> [Passage for review]:
----------

Parmenides, as I interpret him, is a strict monist in the sense that he denies that there are any negations or distinctions whatsoever (i.e. one thing’s not being another). Indeed, for Parmenides, such distinctions, such negations, and any multiplicity are unintelligible—they cannot even be thought.

Parmenides’ successors—notably Plato and Aristotle—were haunted by Parmenides’ vision, and they sought to make the world safe for distinctions and multiplicity. Whether they succeeded is another matter. My view is that this move in Parmenides from the PSR to a strong version of monism or a rejection of all distinctions and multiplicity is repeated time and time again in the history of philosophy. Attempts to avoid this result either by limiting the PSR or denying it outright fail.

Della Rocca than presents his own take on monism:

I endorse Parmenideanism in my own voice for reasons stemming from the PSR…. Thus, there are no differentiated substances or beings, actions, knowledges (instances of knowledge), or meanings. There is, one might say, being or substance, but not substances or beings; there is action, but no actions. For me, these terms (“substance”, “action”, “knowledge”, “meaning”) are not count nouns, but are something like mass terms.

The challenge in each of these cases is this: we ordinarily think of actions, etc. as differentiated, as relational, but for me there is no good way to make sense of such differentiation, such relations, and so—in order to save or redeem the concepts of substance, action, knowledge, and meaning—we have to ascend to an undifferentiated, non-relational version of these phenomena, if they are to be saved or redeemed at all.

We take the reality that we were trying to capture in terms of differentiation and, instead, we capture it better by appealing to undifferentiated versions of these phenomena. In this way, my account is deeply skeptical, not in the tame sense of denying that we know that there are instances of these phenomena, but in the sense of denying that we have a coherent conception of these phenomena, at least of these phenomena as involving distinctions.

I think this is the structure of Della Rocca’s argument, even though it’s not how it’s presented in the interview:

1) The Principle of Sufficient Reason is a fundamental, highly plausible principle.

1a) It is so fundamental that it might not be justifiable, but to be consistent, anyone who has ever required a good enough reason to believe something exists or some statement is true should require a good enough reason in every case.

2) Once we accept the PSR, we realize that the explanations we ordinarily accept are insufficient, because we can ask for those explanations themselves to be explained.

----------

> [What the task requires]:
List every term that the passage on Parmenidean monism says should be treated as a mass term rather than a count noun. The entries that follow come from a separate source and have no connection to the passage on Parmenidean monism.

----------

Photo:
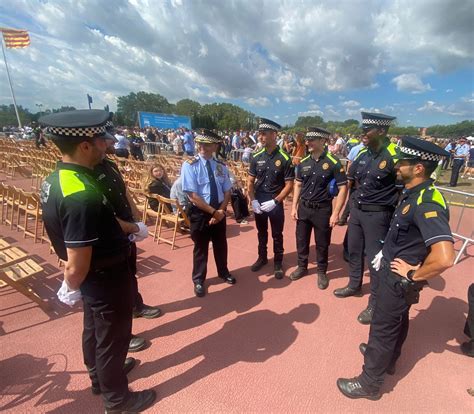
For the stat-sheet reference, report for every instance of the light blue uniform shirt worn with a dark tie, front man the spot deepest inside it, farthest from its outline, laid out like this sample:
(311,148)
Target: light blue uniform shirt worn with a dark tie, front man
(196,179)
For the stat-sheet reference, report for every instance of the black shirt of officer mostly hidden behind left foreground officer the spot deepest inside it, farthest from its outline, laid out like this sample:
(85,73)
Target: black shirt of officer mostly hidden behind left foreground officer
(112,185)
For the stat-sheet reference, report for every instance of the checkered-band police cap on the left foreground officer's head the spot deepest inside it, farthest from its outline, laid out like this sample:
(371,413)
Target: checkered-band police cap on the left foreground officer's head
(83,123)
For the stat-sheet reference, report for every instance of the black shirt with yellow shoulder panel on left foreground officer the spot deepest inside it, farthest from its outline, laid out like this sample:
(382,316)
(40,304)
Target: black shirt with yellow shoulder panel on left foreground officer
(77,214)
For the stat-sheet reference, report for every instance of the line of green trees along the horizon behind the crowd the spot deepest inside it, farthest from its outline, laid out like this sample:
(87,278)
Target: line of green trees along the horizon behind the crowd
(224,117)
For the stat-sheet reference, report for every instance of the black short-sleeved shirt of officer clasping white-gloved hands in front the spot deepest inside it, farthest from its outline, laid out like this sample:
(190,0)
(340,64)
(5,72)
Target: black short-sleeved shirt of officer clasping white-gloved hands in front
(271,171)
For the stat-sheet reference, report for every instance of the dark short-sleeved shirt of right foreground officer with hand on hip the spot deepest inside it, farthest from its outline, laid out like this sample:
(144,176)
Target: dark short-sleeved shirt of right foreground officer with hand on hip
(420,220)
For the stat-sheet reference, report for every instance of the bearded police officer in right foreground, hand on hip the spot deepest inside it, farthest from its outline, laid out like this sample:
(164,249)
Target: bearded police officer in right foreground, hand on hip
(418,247)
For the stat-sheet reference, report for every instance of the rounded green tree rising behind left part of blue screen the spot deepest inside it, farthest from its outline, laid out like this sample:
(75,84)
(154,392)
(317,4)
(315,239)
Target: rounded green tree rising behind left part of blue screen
(129,106)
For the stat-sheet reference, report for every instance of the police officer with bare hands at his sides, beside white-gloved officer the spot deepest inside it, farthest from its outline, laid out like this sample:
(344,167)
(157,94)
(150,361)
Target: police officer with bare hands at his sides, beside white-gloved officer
(312,202)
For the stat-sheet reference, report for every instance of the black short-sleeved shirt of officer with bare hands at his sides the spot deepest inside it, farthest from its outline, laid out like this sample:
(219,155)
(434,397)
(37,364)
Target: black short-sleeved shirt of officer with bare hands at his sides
(316,174)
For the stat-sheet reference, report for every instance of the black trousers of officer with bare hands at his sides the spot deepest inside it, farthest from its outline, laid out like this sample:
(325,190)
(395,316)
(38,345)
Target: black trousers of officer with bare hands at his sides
(317,219)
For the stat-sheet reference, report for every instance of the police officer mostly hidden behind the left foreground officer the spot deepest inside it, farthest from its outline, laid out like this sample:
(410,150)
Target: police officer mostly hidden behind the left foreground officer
(113,186)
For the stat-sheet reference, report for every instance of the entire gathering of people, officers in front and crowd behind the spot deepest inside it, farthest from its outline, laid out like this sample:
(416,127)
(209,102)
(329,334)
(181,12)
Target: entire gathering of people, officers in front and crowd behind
(398,222)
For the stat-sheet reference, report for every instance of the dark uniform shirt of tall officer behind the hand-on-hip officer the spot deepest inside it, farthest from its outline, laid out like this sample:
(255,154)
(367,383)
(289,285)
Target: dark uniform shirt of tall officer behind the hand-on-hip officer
(375,176)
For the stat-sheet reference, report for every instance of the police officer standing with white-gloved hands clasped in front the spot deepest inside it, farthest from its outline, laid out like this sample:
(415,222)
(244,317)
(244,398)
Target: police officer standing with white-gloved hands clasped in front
(271,176)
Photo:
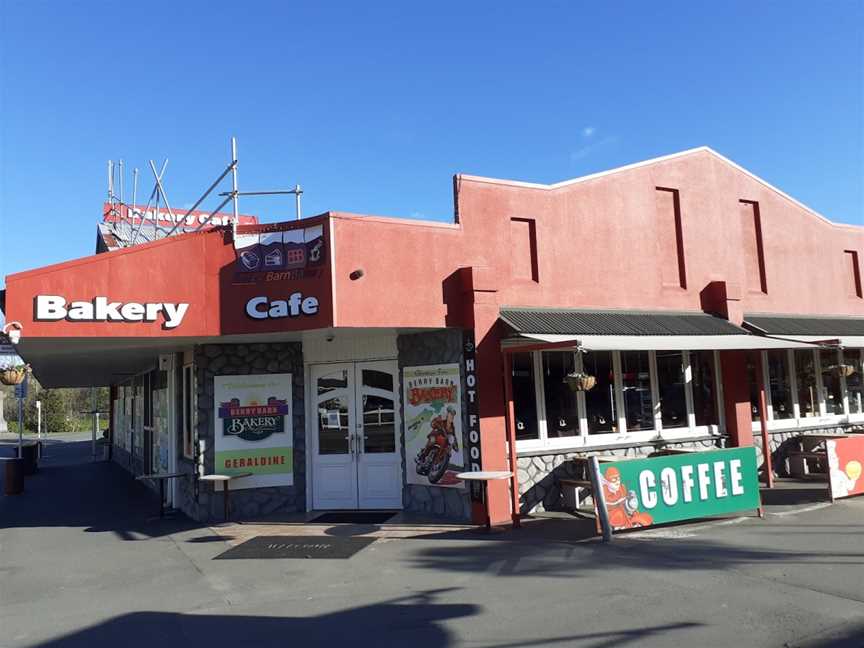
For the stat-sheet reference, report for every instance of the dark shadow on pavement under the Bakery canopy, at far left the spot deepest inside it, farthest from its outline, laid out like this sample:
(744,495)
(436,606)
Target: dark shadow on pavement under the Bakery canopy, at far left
(71,490)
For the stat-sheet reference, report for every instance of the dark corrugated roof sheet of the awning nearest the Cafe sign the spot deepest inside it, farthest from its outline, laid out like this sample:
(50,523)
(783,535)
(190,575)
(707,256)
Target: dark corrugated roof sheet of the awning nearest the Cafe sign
(615,322)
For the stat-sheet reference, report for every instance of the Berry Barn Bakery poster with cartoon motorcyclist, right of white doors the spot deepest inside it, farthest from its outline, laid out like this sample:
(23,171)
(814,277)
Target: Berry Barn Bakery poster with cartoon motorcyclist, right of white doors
(433,425)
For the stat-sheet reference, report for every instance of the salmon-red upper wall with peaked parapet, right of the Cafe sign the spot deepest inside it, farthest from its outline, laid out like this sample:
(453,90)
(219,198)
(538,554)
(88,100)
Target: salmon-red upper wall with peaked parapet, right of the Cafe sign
(597,247)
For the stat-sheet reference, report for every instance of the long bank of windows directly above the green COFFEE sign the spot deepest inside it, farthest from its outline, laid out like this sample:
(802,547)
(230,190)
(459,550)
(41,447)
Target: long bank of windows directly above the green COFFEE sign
(642,393)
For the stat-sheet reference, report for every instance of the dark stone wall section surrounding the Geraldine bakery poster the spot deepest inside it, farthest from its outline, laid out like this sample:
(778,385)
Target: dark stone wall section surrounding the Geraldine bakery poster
(237,360)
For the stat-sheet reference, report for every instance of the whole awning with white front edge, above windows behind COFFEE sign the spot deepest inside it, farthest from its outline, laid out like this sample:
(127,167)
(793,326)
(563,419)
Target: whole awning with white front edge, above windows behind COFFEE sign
(606,330)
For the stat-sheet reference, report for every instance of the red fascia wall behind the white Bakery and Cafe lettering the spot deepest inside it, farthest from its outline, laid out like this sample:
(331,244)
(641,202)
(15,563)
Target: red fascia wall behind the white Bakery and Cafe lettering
(198,269)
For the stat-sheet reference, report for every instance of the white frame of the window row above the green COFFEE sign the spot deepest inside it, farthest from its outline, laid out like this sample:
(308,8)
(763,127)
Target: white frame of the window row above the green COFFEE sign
(545,443)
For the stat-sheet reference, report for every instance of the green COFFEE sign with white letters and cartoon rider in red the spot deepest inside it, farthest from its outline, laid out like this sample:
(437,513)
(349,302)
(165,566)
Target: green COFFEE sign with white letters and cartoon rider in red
(656,490)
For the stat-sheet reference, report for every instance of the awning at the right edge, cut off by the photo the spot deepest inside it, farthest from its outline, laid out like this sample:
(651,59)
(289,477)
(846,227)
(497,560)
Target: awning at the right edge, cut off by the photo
(839,331)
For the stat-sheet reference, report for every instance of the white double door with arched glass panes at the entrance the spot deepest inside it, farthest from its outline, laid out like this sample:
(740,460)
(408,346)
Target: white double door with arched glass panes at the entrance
(354,440)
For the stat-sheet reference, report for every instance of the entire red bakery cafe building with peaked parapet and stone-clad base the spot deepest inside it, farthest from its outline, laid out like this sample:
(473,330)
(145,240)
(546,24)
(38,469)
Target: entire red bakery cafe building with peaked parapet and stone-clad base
(348,361)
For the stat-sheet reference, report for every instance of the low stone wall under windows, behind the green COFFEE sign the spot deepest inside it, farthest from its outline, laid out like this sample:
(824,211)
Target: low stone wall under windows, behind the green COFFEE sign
(539,488)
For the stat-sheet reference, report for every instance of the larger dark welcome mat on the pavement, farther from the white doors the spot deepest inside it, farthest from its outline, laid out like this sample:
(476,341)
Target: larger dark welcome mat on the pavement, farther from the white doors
(297,547)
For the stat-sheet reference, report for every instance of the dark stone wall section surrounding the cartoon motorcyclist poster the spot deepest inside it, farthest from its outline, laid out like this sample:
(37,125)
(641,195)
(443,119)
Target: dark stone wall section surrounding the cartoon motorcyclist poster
(417,349)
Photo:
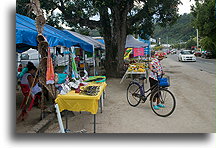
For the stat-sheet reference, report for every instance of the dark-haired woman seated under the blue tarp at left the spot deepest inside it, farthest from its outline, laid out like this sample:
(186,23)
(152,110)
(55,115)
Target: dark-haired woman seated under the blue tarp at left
(28,78)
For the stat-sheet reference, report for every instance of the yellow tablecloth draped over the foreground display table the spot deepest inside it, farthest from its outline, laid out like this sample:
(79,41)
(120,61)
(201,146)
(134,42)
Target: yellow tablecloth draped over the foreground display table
(77,102)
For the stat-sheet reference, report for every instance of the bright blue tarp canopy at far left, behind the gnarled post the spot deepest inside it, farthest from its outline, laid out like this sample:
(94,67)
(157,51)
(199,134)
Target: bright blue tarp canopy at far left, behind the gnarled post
(26,34)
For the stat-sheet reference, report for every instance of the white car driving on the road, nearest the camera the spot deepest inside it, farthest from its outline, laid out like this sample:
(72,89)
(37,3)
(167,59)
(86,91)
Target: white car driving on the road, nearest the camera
(186,55)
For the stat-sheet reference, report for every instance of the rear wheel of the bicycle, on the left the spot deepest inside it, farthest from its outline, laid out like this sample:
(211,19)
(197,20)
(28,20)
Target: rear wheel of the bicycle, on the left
(133,94)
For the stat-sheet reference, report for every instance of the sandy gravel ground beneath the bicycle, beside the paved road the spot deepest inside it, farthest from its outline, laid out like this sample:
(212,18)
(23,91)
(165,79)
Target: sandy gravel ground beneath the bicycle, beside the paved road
(195,112)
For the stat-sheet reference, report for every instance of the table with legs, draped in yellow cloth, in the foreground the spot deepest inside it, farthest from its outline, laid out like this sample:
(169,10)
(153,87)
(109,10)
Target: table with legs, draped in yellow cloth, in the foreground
(83,101)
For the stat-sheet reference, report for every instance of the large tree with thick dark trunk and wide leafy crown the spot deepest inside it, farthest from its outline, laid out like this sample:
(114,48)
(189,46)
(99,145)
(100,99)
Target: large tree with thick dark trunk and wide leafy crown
(117,19)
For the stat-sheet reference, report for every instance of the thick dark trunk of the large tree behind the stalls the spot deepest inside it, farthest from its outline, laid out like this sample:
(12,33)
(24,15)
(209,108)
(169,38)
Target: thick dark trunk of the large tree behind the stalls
(115,45)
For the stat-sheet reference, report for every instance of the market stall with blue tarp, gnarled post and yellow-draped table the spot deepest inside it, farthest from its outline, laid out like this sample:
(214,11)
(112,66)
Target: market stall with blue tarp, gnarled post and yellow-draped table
(77,98)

----------

> [Solution for this task]:
"substance", "action", "knowledge", "meaning"